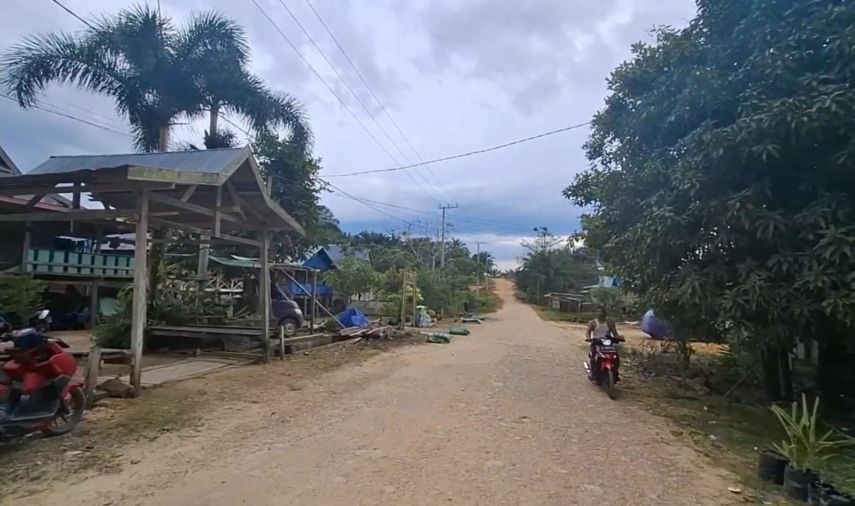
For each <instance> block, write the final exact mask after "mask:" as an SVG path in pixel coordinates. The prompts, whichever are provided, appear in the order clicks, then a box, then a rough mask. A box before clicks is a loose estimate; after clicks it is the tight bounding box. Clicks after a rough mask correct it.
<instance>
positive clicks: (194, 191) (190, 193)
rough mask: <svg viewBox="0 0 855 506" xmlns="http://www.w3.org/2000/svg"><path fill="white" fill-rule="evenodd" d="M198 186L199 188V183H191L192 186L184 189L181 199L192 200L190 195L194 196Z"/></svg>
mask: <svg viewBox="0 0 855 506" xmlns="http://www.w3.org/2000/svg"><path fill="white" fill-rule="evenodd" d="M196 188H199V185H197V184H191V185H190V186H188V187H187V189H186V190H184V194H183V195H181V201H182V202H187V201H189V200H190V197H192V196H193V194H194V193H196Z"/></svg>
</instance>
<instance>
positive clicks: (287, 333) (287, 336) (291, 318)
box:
------------------------------
## Problem
Output the records above exactly, leaving out pictures.

## Answer space
For each <instance> block, write the final exact mask after "mask:" as an SVG path in pixel coordinates. The prompts, whichever are provided, appear in the order clicks, then a box, then a rough mask. A box before clicks is a loose estimate; after clicks it is the tight bounding box. Clicks after a rough mask correct it.
<instance>
positive clicks: (194, 191) (190, 193)
rough mask: <svg viewBox="0 0 855 506" xmlns="http://www.w3.org/2000/svg"><path fill="white" fill-rule="evenodd" d="M198 186L199 188V183H191L192 186L184 189L181 199L192 200L190 195L194 196Z"/></svg>
mask: <svg viewBox="0 0 855 506" xmlns="http://www.w3.org/2000/svg"><path fill="white" fill-rule="evenodd" d="M196 188H199V185H197V184H191V185H190V186H188V187H187V189H186V190H184V194H183V195H181V201H182V202H187V201H189V200H190V197H192V196H193V194H194V193H196Z"/></svg>
</instance>
<instance>
positive clicks: (287, 333) (287, 336) (291, 318)
box:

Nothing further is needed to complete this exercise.